■ **What you have to do**: Rewrite the listing below, changing each "dirt track" to "gravel road" and leaving every other word and line unchanged.

■ **Source records**:
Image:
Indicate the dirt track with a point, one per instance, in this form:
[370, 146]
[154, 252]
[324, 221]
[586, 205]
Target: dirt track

■ **Task result**:
Image:
Indicate the gravel road with a point, one per instance, in this form:
[370, 146]
[154, 252]
[324, 221]
[586, 205]
Target: gravel road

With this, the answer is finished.